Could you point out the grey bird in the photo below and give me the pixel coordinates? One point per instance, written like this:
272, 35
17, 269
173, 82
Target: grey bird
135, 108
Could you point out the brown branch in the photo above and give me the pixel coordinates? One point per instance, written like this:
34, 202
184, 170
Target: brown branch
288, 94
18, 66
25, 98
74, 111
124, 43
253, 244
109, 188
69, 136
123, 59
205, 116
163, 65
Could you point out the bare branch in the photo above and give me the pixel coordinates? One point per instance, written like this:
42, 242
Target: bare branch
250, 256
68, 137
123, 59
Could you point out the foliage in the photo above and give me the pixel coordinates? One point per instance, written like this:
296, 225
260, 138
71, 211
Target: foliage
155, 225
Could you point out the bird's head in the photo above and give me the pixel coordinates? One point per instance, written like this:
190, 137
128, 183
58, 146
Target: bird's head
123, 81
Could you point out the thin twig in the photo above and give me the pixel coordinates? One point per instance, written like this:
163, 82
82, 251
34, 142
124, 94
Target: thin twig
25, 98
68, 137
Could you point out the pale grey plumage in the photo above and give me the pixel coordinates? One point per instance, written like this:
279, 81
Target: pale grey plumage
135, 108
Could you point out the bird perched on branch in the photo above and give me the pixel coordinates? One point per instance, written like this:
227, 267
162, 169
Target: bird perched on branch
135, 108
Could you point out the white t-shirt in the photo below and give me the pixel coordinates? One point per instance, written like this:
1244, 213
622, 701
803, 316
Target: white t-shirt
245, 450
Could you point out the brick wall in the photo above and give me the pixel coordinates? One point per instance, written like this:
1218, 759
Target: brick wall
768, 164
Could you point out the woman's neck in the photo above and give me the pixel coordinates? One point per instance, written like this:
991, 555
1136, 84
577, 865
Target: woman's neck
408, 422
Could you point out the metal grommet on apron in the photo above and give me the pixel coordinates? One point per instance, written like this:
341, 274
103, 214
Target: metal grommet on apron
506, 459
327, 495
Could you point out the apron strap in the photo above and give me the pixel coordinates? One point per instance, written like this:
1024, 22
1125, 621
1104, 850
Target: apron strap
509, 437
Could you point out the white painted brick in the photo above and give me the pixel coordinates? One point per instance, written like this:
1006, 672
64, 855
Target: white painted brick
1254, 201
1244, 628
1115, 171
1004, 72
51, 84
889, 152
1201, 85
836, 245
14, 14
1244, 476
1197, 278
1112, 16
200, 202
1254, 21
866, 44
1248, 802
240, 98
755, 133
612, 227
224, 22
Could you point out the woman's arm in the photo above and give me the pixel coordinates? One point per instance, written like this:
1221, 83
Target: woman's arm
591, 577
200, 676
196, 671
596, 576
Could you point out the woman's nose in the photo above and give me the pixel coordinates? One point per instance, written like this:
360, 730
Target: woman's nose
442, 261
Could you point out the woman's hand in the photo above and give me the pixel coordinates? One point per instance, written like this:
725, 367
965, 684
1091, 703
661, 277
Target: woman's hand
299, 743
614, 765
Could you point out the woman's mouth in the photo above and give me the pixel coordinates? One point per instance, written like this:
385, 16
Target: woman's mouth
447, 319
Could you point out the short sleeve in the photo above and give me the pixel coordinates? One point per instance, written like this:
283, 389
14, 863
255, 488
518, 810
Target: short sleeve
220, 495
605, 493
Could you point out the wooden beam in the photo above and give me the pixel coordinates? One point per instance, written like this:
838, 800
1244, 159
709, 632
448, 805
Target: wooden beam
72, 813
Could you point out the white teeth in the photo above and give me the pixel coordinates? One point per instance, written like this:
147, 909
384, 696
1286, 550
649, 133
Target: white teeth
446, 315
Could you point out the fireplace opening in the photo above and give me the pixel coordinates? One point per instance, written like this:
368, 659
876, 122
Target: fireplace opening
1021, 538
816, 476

┄┄┄┄┄┄

SET TASK: Copy the items above word for word, from the line containing "Could you point out the fireplace" through the end of the items.

FINAL RESULT:
Could you point out the fireplace opening in the photo above and give me the pixel coordinates? One point per instance, written like this:
368, 659
876, 122
Target: fireplace opening
1021, 538
816, 476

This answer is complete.